## TASK ITEM:
Before doing anything else, copy the entries below exactly.

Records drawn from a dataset
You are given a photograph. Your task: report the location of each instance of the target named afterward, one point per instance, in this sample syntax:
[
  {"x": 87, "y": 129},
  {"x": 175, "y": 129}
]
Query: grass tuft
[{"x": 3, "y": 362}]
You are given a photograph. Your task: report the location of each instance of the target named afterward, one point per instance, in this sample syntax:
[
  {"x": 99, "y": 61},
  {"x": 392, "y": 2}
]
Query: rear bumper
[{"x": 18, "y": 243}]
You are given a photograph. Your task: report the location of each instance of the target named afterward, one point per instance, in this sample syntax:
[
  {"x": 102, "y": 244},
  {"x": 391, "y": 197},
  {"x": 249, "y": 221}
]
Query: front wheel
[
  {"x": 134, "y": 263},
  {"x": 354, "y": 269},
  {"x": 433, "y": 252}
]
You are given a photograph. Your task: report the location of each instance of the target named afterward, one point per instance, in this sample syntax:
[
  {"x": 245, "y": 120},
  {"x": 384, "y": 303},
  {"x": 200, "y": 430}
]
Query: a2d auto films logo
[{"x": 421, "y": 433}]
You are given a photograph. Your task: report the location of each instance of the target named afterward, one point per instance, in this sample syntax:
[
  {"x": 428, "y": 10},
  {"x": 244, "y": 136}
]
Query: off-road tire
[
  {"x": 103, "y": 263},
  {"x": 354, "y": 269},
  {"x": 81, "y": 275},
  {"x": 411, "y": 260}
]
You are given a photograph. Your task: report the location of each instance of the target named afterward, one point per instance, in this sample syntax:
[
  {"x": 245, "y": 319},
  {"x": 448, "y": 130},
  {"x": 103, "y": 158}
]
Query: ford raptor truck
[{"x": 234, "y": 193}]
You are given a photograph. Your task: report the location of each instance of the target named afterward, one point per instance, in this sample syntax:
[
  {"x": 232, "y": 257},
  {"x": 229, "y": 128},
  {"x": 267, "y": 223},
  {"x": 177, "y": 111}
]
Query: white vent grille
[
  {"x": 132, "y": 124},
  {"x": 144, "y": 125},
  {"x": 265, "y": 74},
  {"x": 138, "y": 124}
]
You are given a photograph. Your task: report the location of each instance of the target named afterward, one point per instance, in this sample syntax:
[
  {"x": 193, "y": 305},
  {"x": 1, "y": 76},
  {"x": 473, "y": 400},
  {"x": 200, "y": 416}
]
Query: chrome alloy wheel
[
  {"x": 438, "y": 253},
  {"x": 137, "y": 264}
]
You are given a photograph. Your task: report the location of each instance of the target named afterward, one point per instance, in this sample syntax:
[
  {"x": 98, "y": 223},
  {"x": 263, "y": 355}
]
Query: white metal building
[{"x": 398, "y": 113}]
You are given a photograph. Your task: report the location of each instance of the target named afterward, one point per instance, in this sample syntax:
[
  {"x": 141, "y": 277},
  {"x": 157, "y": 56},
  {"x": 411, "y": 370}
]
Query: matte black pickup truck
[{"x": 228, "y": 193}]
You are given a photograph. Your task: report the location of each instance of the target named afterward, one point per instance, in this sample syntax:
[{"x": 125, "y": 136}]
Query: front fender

## SOLUTION BELOW:
You are given a photograph. Your task: report the location of each instance of the target named afterward, one point per instance, in this sample syntax:
[
  {"x": 87, "y": 129},
  {"x": 175, "y": 129}
]
Query: grass tuft
[{"x": 3, "y": 362}]
You are given a photograph. Your task: report the location of each instance of the target named afterward, one point per instance, in this sample syntax:
[
  {"x": 99, "y": 61},
  {"x": 392, "y": 2}
]
Query: rear bumper
[{"x": 18, "y": 243}]
You are given a photograph. Your task: report the location of each instance of the target named afterward, one point per instance, in this sample syntax:
[
  {"x": 102, "y": 244},
  {"x": 391, "y": 197},
  {"x": 249, "y": 221}
]
Query: front wheel
[
  {"x": 134, "y": 263},
  {"x": 354, "y": 269},
  {"x": 433, "y": 252}
]
You are given a photograph. Your task: report the location of each instance of the target named afterward, one point per instance, in this sample syntax:
[
  {"x": 245, "y": 120},
  {"x": 384, "y": 303},
  {"x": 200, "y": 430}
]
Query: a2d auto films logo
[{"x": 421, "y": 433}]
You are given a photograph. Your task: report the location of each instance of the target named afterward, one point per instance, in this sample syntax:
[
  {"x": 428, "y": 10},
  {"x": 244, "y": 136}
]
Query: off-road tire
[
  {"x": 103, "y": 263},
  {"x": 354, "y": 269},
  {"x": 81, "y": 275},
  {"x": 411, "y": 260}
]
You are given a photograph. Your task: report the location of each instance of the target named afterward, one point per instance, in this sample syntax:
[
  {"x": 245, "y": 319},
  {"x": 448, "y": 130},
  {"x": 103, "y": 158}
]
Query: ford raptor truck
[{"x": 234, "y": 193}]
You are given a photograph. Your task: report the location of each instance of the target named afterward, one point per instance, in this sample syntax:
[
  {"x": 232, "y": 257},
  {"x": 229, "y": 128},
  {"x": 267, "y": 223},
  {"x": 177, "y": 111}
]
Query: white vent grille
[
  {"x": 132, "y": 124},
  {"x": 144, "y": 125},
  {"x": 265, "y": 74},
  {"x": 138, "y": 124}
]
You are given a photograph. Your task: report the location of each instance of the target named afterward, one point per instance, in this sample syntax:
[
  {"x": 193, "y": 305},
  {"x": 1, "y": 76},
  {"x": 473, "y": 400},
  {"x": 200, "y": 416}
]
Query: chrome alloy wheel
[
  {"x": 438, "y": 253},
  {"x": 137, "y": 264}
]
You are given a photograph. Your task: report the location of each instance of the target named afterward, one point per instance, in this sample syntax:
[
  {"x": 98, "y": 223},
  {"x": 263, "y": 355}
]
Query: white metal building
[{"x": 398, "y": 113}]
You are given a photograph. Your task: report the location of each instance of the target named afterward, one point per instance, in this sample syntax:
[
  {"x": 141, "y": 277},
  {"x": 157, "y": 56},
  {"x": 411, "y": 370}
]
Query: matte black pickup truck
[{"x": 228, "y": 193}]
You are given a photograph. Your task: report the location of each instance of the target named afterward, one point per instance, in this sample syntax:
[{"x": 125, "y": 136}]
Query: front fender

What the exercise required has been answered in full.